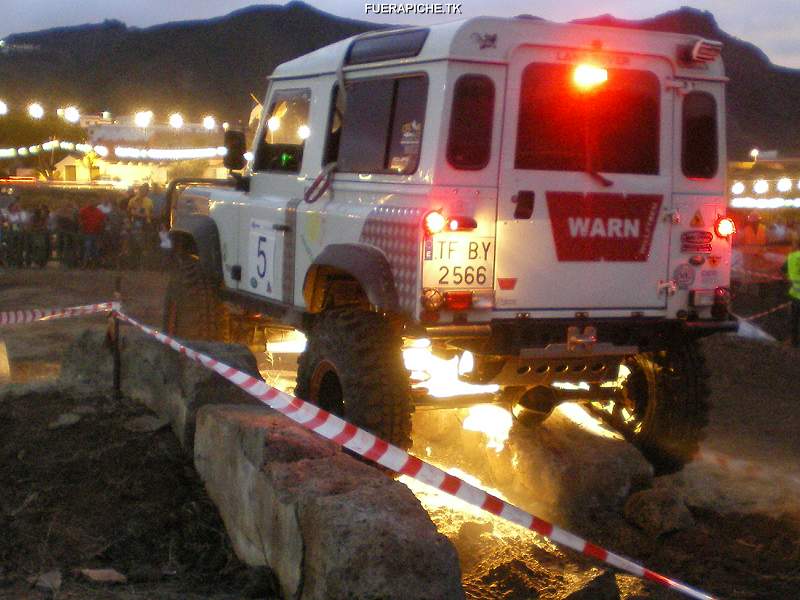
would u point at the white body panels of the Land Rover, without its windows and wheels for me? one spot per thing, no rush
(599, 251)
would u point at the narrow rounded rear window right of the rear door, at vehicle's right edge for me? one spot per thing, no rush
(699, 151)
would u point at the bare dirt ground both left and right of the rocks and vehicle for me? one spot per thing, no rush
(94, 494)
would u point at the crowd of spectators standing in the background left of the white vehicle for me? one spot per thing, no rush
(125, 233)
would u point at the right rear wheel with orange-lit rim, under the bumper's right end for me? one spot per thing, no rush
(664, 405)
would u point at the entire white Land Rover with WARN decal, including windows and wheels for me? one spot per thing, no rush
(491, 210)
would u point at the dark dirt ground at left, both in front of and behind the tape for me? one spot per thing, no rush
(94, 494)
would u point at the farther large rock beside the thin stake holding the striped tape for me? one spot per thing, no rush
(151, 373)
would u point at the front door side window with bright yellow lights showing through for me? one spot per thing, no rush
(285, 132)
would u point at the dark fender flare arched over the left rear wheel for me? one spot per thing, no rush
(367, 265)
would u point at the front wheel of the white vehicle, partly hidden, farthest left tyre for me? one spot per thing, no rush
(192, 307)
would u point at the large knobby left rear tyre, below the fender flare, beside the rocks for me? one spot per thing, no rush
(353, 367)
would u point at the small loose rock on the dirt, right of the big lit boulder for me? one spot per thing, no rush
(658, 510)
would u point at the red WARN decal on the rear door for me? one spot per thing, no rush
(595, 227)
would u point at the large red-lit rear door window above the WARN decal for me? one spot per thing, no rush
(612, 128)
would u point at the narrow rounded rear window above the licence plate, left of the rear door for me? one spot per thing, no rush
(469, 143)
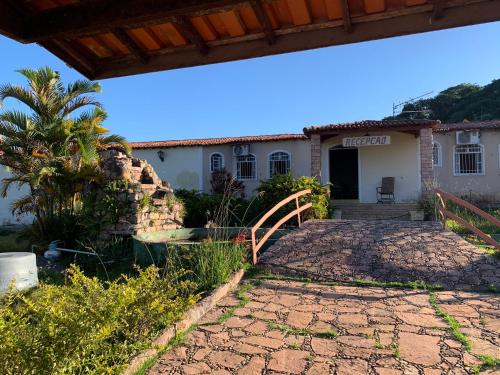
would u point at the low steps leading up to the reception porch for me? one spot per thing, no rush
(373, 211)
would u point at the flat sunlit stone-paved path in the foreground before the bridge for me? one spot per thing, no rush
(380, 331)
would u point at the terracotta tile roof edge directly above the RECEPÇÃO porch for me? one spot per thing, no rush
(371, 124)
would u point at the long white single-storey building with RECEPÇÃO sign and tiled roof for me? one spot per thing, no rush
(463, 159)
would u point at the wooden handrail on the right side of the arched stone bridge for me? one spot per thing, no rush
(445, 214)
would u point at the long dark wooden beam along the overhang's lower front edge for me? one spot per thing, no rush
(370, 27)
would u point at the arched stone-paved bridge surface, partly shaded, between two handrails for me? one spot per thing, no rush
(382, 250)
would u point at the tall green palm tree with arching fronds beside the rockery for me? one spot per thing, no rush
(53, 147)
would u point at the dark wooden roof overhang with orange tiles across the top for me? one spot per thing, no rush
(110, 38)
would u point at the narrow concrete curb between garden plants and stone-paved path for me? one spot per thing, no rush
(192, 316)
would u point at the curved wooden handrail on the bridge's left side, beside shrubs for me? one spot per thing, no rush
(256, 246)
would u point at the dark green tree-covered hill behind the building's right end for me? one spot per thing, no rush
(458, 103)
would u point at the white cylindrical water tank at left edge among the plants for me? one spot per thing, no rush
(20, 267)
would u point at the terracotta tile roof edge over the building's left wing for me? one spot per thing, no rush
(217, 141)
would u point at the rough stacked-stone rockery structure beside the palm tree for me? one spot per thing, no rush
(148, 203)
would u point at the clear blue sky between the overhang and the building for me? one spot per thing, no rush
(282, 94)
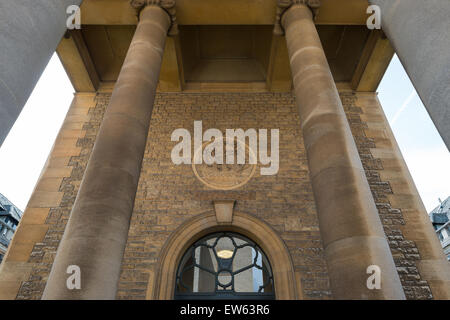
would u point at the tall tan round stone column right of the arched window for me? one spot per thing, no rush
(351, 230)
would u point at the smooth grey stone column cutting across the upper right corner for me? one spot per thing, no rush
(419, 31)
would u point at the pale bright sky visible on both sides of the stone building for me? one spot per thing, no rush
(25, 150)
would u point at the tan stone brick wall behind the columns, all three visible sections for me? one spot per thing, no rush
(169, 195)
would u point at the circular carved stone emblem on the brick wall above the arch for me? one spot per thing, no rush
(224, 176)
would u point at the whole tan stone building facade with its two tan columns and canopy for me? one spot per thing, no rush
(111, 201)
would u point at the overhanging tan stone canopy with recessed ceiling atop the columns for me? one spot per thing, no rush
(220, 40)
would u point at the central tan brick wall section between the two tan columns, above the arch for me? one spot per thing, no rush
(168, 195)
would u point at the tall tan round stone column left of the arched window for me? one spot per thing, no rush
(97, 230)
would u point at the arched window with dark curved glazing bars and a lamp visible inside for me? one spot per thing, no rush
(224, 265)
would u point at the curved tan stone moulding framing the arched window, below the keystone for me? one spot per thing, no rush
(203, 224)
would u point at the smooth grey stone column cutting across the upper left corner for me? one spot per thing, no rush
(30, 33)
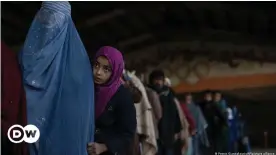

- - -

Every entry, word for word: repeat it, but skip the images.

• [Task result]:
would u point at the white body panels of the Land Rover, without its windows and wheels for me? one spot per thing, no rush
(599, 251)
would u point at the narrow rounded rear window right of the rear door, at vehicle's right edge for me? one spot per thing, no rush
(699, 151)
would u point at the bare dirt ground both left and right of the rocks and vehicle for me? one spot per thing, no rush
(94, 494)
would u point at the crowd of spectators standing in the background left of the white vehicle for me? one spot per thing, no rush
(125, 233)
would u point at the right rear wheel with orange-lit rim, under the bumper's right end for me? one spot per thing, no rush
(664, 405)
would u point at the entire white Land Rover with WARN decal, including windows and wheels for me? one spot per thing, no rush
(491, 210)
would u point at the dark dirt ground at left, both in front of and behind the tape for me? one spot per thing, no rush
(94, 494)
would u point at the farther large rock beside the thin stake holding the striped tape for me? one spot per thing, no rush
(151, 373)
would u point at the front door side window with bright yellow lights showing through for me? one spot per thing, no rush
(285, 132)
would u point at the dark fender flare arched over the left rear wheel for me? one spot per thing, no rush
(367, 265)
would u point at the front wheel of the white vehicle, partly hidden, farthest left tyre for me? one spot per thing, no rush
(192, 307)
would u point at the large knobby left rear tyre, below the fender flare, beside the rocks for me? one spot per thing, no rush
(353, 367)
would u point at the small loose rock on the dirt, right of the big lit boulder for me? one spot per thing, no rush
(658, 510)
would u point at the red WARN decal on the rear door for me? one spot per thing, no rush
(595, 227)
would u point at the large red-lit rear door window above the WARN decal for me? one spot per thing, no rush
(612, 128)
would u point at the narrow rounded rear window above the licence plate, left of the rear door for me? one spot per thing, no rush
(469, 143)
would u point at the low steps leading up to the reception porch for me? one spot per thing, no rush
(373, 211)
would u point at the flat sunlit stone-paved path in the foreground before the bridge for me? one spot per thing, no rush
(380, 331)
would u point at the terracotta tile roof edge directly above the RECEPÇÃO porch for me? one spot per thing, no rush
(371, 124)
would u point at the long white single-storey building with RECEPÇÃO sign and tiled roof for me? one spot per thing, no rush
(463, 159)
would u point at the wooden handrail on the right side of the arched stone bridge for me? one spot per thing, no rush
(445, 214)
would u point at the long dark wooden beam along the overhang's lower front edge for me? one spot per thing, no rush
(370, 27)
would u point at the arched stone-paved bridge surface, partly shaded, between two handrails for me? one spot per thing, no rush
(382, 250)
would u point at the tall green palm tree with arching fronds beside the rockery for me? one spot per thing, no rush
(53, 147)
would u point at the dark wooden roof overhang with orange tiles across the top for me? one spot per thing, no rush
(110, 38)
would u point at the narrow concrete curb between garden plants and stone-paved path for me? one spot per thing, no rush
(192, 316)
would u point at the curved wooden handrail on the bridge's left side, beside shrubs for me? one spot per thing, no rush
(256, 246)
would u point at the dark green tree-covered hill behind the building's right end for me? one spot per thing, no rush
(458, 103)
would u point at the white cylindrical water tank at left edge among the plants for me? one spot per thing, no rush
(20, 267)
would u point at the terracotta tile roof edge over the building's left wing for me? one spot per thing, no rush
(217, 141)
would u point at the rough stacked-stone rockery structure beside the palm tree for me? one spot per thing, no rush
(148, 203)
would u point at the clear blue sky between the overhang and the building for me? one spot per thing, no rush
(282, 94)
would u point at the tall tan round stone column right of the arched window for me? one spot per thing, no rush
(351, 230)
would u point at the smooth grey stone column cutting across the upper right corner for me? one spot per thing, no rush
(419, 31)
would u point at the pale bright sky visible on both sides of the stone building for me? one spot per thing, no rush
(25, 150)
would u point at the tan stone brick wall behind the columns, all three visible sections for me? one spot per thing, no rush
(169, 195)
would u point at the circular carved stone emblem on the brick wall above the arch for me? one spot per thing, no rush
(224, 176)
would u point at the whole tan stone building facade with its two tan columns and canopy for me? one spot per thing, no rush
(111, 201)
would u point at the overhanging tan stone canopy with recessed ceiling atop the columns for me? one spot per thing, no rush
(220, 40)
would u point at the central tan brick wall section between the two tan columns, above the arch for me? one spot per thing, no rush
(168, 195)
would u point at the tall tan round stone column left of the arched window for me? one spot per thing, no rush
(97, 230)
would u point at the arched window with dark curved glazing bars and a lamp visible inside for me? one spot per thing, no rush
(224, 265)
would u point at the curved tan stone moulding framing the arched window, below the keystone for me? one spot per thing, no rush
(203, 224)
would u point at the smooth grey stone column cutting across the upper left corner for me? one spot per thing, no rush
(30, 33)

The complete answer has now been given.